Task brief -> Return the whole listing exactly as it stands.

Given records ->

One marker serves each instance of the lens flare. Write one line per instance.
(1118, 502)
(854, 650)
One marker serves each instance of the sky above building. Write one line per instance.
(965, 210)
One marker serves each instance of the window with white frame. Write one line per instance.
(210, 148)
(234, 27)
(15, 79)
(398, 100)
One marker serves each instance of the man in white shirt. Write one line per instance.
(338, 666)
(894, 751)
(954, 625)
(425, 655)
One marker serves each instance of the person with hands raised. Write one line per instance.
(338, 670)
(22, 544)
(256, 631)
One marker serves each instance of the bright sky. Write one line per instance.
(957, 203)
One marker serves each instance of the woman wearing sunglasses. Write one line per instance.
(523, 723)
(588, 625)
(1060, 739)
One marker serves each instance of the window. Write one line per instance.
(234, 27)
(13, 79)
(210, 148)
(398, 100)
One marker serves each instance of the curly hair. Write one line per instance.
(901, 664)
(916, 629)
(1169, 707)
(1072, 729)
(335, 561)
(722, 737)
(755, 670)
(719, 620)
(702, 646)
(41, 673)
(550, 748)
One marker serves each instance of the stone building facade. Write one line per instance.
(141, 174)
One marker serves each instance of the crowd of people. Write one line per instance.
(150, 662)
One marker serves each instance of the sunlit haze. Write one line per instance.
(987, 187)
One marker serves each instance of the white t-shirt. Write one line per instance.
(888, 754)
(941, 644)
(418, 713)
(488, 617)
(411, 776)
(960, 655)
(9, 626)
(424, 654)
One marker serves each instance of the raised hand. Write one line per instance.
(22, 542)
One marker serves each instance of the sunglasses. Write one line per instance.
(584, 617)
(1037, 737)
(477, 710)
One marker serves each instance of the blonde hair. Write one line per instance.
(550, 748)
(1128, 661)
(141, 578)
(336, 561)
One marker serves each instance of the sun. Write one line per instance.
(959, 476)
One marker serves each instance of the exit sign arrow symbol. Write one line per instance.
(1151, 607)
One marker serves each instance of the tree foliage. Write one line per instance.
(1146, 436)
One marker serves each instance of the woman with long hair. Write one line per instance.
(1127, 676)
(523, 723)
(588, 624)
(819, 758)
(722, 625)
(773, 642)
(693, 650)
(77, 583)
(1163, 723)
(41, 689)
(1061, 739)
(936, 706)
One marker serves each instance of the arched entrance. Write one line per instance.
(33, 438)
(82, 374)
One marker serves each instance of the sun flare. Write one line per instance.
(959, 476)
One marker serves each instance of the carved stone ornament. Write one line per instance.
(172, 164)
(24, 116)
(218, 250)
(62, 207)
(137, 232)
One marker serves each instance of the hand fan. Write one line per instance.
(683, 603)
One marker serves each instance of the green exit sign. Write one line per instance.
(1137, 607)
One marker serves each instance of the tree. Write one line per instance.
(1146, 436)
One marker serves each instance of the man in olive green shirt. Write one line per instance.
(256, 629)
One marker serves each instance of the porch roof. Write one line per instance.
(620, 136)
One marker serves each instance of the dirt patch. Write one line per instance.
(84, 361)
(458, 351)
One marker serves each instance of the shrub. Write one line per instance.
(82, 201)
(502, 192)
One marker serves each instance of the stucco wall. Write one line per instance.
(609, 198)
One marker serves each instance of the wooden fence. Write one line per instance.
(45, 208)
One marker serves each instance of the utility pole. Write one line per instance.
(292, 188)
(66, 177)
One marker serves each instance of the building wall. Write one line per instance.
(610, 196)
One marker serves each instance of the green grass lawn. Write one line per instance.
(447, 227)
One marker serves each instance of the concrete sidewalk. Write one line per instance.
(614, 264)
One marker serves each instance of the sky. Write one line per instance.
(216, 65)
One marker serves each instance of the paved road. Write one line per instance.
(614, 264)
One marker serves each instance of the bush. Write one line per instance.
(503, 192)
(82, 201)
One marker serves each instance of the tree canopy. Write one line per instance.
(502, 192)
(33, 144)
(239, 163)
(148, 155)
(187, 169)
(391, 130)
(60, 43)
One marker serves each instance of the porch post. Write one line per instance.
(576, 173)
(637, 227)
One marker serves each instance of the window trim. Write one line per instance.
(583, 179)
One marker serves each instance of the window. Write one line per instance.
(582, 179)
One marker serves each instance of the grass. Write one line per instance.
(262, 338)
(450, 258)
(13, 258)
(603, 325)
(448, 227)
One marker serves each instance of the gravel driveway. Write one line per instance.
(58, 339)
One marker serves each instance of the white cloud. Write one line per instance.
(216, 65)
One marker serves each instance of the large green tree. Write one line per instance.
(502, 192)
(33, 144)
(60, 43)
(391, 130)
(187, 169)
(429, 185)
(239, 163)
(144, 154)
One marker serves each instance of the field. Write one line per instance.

Exercise result ->
One marker serves each instance of the lens flare. Write one line per instance.
(1118, 502)
(854, 650)
One marker serves each instance of the sky above building. Write one line per instance.
(965, 210)
One marker serves each instance of the window with white frame. Write one line per instance.
(210, 148)
(234, 27)
(15, 79)
(398, 100)
One marker serves each instance of the man in white shirt. Write one line per instance.
(338, 666)
(894, 751)
(954, 625)
(425, 655)
One marker serves each instance of the person with hands raised. Write one line per instance.
(338, 670)
(22, 544)
(256, 631)
One marker serves each instance of the bright sky. Write one line per instance.
(957, 203)
One marker serves each instance of the woman wearing sunglasses. Write one line per instance.
(523, 723)
(588, 625)
(1060, 739)
One marker serves each instance of the window. Write one line per instance.
(234, 27)
(13, 79)
(210, 148)
(398, 100)
One marker serves each instance of the curly hair. Write one line per instance.
(901, 664)
(916, 629)
(1169, 707)
(1072, 729)
(335, 561)
(722, 737)
(755, 670)
(719, 620)
(702, 646)
(41, 673)
(550, 748)
One marker serves each instance of the stone building facade. Write one line per instance.
(141, 174)
One marker serves each instance of the crowd of people. Write one line per instance.
(150, 662)
One marker serves each instance of the sunlit haze. Write one line per instance.
(987, 187)
One marker serves each instance of the white t-shirt. Write one line per instance.
(888, 754)
(941, 644)
(418, 713)
(488, 617)
(411, 776)
(960, 655)
(9, 626)
(424, 654)
One marker serves each instance of the raised hand. Write one line per instance.
(22, 542)
One marker serves each instance of the sunglasses. Write one line per instance.
(584, 617)
(1037, 737)
(477, 710)
One marker serves each instance of the blonde hair. Write one line per instance.
(550, 748)
(1128, 661)
(141, 578)
(336, 561)
One marker serves each instance of the sun. Write one line per instance.
(959, 476)
One marker serves each instance of the exit sign arrow symbol. Write one line per instance.
(1151, 607)
One marker serves each instance of the tree foliage. Write one line per instance.
(1146, 436)
One marker serves each instance of the woman with long hair. Write one line per instance.
(1127, 676)
(523, 723)
(588, 624)
(819, 758)
(722, 625)
(773, 642)
(693, 650)
(77, 583)
(1163, 723)
(41, 689)
(1061, 739)
(936, 706)
One marker serves each instance of the arched entrance. Write one line per instance.
(33, 438)
(82, 374)
One marker serves each instance of the sun flare. Write one line per instance.
(959, 476)
One marker serves each instance of the carved stone ornament. Write one line per instance.
(172, 164)
(24, 116)
(218, 250)
(62, 207)
(137, 232)
One marker serves each instance of the hand fan. Write one line per instance.
(683, 603)
One marker serves each instance of the green exit sign. Write one line per instance.
(1137, 607)
One marker serves each instance of the tree. Write one line per instance.
(1146, 436)
One marker serves each instance of the man in olive green shirt. Write one line per instance.
(256, 629)
One marker serves each instance of the porch roof. Write one line per instance.
(620, 136)
One marker serves each instance of the dirt patch. Write one line per instance.
(84, 361)
(458, 351)
One marker serves each instance of the shrub. Write one line per instance.
(82, 201)
(502, 192)
One marker serves each instance of the stucco wall. Write one line per instance.
(609, 198)
One marker serves each instance of the wooden fence. Write one line per instance.
(45, 208)
One marker serves each instance of the utility pole. Write one line per instance.
(292, 188)
(66, 177)
One marker serves each instance of the building wall. Write one line per instance.
(610, 196)
One marker serves each instance of the green grass lawn. Write one line per instance.
(447, 227)
One marker serves each instance of the concrete sidewalk. Write one line per instance.
(614, 264)
One marker serves each instance of the sky. Write one line per instance.
(216, 65)
One marker serves each instance of the paved road. Write one line per instance.
(614, 264)
One marker serves each instance of the bush. Write one line per instance.
(503, 192)
(82, 201)
One marker serves each instance of the tree canopy. Write one line per instance.
(502, 192)
(33, 144)
(239, 163)
(148, 155)
(187, 169)
(391, 130)
(60, 43)
One marker serves each instance of the porch post. Write one line per instance.
(576, 173)
(637, 227)
One marker serves each instance of the window trim. Write one line per instance.
(583, 179)
One marker serves each instance of the window. Write one line per instance.
(582, 179)
One marker serves each instance of the grass. Write one line per instance.
(262, 338)
(450, 258)
(13, 258)
(603, 325)
(448, 227)
One marker serves each instance of the gravel driveway. Write one line per instance.
(58, 339)
One marker serves each instance of the white cloud. Write one line per instance.
(216, 65)
One marker serves each instance of the large green tree. Write one line per instance.
(502, 192)
(33, 144)
(60, 43)
(391, 130)
(187, 169)
(429, 185)
(239, 163)
(144, 154)
One marker serves each instance of the field. Write one line per instance.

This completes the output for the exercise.